§ INSTRUCTIONS FOR THE TASK
Could you continue the NGRA board meeting report below, picking up after its last sentence?

Board, Not Bored
On July 19, in Geneva, NY, NGRA held our Mid-Year Board Meeting following the fantastic annual conference the American Society of Enology and Viticulture-Eastern Section and Nelson J. Shaulis Symposium on Digital Viticulture. Between the conference, symposium and meeting, it was a banner week for grape research! See a writeup of the symposium in Growing Produce, and read on for highlights from our very productive meeting.
NGRA gathers our Board of Directors three times a year to address organizational business and to ensure our research mission is well-served. As part of the administrative agenda for this mid-year meeting, board members discussed a new approach to development, designed to both grow the organization and inform our research program. Beginning next year, NGRA will seek to encourage state and regional organizations to create research committees and/or align with the research programs of states that already have them, ensuring their needs inform our research priorities. We also discussed revising our membership structure to enable prospective members to join NGRA without committing to board participation, and science-minded service providers and academic institutions to join as affiliate members. These changes (and others) are part of an update of our bylaws, under way now through the end of the year, intended to better reflect the ways NGRA operates today and provide for greater growth and member involvement, now and into the future.
Since research is at the heart of what we do, our meetings always include a robust research agenda. This time, along with many other reports, we received updates on exciting new projects initiated via our Research Committee process:
- Dr. Matt Clark of the University of Minnesota shared an overview of the project he’s spearheading, championed by NGRA’s Genetics and Grapevine Improvement Research Theme Committee, called “Functional Genomics for Insect Pest Resistance,” focusing on vine mealybug and foliar phylloxera.

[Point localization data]
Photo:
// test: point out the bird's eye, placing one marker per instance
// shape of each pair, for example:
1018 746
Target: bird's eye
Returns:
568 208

---

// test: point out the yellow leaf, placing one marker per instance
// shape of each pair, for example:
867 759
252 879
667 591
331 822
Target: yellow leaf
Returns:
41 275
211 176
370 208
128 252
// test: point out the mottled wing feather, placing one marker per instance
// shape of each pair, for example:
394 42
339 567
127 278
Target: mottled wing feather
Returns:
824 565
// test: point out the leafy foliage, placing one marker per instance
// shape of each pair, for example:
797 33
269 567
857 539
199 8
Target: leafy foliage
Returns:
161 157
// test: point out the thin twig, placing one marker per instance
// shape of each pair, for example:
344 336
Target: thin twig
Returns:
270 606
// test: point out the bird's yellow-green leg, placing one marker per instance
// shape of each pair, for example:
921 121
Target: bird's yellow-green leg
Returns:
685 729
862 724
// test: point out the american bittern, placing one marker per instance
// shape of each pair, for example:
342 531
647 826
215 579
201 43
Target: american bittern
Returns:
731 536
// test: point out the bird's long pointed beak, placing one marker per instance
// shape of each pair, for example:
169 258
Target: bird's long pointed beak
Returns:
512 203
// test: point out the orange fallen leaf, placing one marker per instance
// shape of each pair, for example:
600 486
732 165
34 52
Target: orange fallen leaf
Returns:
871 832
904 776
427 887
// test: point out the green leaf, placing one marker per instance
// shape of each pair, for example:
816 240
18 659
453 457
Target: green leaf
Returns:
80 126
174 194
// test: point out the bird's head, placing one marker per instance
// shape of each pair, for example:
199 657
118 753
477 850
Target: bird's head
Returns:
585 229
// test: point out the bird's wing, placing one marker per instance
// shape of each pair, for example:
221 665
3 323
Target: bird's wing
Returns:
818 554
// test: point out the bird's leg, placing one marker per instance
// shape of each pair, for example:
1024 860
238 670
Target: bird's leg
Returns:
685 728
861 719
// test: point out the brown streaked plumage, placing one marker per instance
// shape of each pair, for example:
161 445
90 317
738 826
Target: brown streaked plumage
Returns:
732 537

...

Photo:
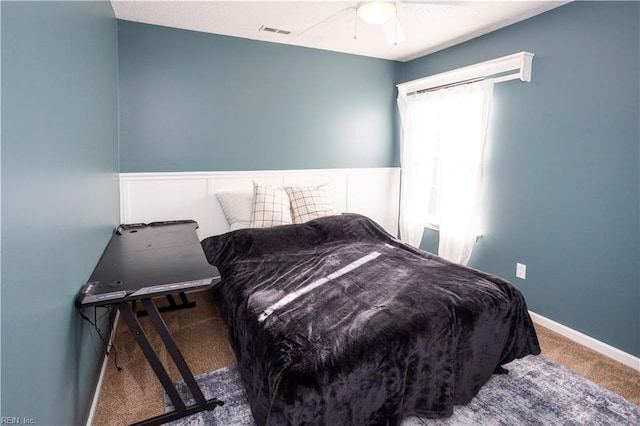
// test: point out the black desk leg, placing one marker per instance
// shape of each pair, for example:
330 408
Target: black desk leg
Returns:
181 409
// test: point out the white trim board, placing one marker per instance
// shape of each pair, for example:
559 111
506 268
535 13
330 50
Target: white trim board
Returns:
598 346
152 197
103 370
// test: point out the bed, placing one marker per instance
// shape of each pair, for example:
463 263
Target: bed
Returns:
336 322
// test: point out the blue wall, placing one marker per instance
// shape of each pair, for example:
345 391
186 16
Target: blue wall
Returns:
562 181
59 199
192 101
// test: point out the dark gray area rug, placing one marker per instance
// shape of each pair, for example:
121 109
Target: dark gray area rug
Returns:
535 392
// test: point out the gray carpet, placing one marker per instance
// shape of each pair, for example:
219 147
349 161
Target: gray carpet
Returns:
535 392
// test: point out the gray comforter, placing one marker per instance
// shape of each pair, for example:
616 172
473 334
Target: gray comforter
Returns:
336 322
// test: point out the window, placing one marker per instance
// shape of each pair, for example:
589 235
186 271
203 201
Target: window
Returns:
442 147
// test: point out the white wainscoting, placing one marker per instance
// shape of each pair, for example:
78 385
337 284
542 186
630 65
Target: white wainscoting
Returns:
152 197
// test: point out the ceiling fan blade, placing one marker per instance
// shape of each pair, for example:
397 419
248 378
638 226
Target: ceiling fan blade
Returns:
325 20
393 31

§ EXPECTED ANSWER
- Dr. Tom Buckley of UC Davis presented the project, “Evaluating Plant Performance Models as a Tool to Guide Selection for Heat Tolerance in Grapevines,” which emerged from our Natural Resources & Environment Research Theme Committee.
The teams behind each of these projects held NGRA-funded planning meetings in May and June, and will be seeking grant funding this cycle. A third project, “High-Resolution Grape and Grapevine Nutrient Management Tools,” proposed by the Integrated Production Systems Research Theme Committee and led by WSU’s Dr. Markus Keller, will hold a planning meeting next month.
Board members also were blown away by a progress report on the NGRA-supported VitisGen2 project, delivered by co-PI Dr. Lance Cadle-Davidson (USDA-ARS, Geneva). And guest presenter Dr. Moira Sheehan shared an overview of the new Breeding Insight program. Scroll down to the Research Focus section for highlights from these speakers.
It was a high-powered meeting, owing not only to the content but to the quality of the participation and collaboration of the board directors around the table (literal and virtual), who represent wine, juice, table and raisin grapes and growing regions across the U.S. We accomplished a lot on July 19, and laid the groundwork for more progress to come!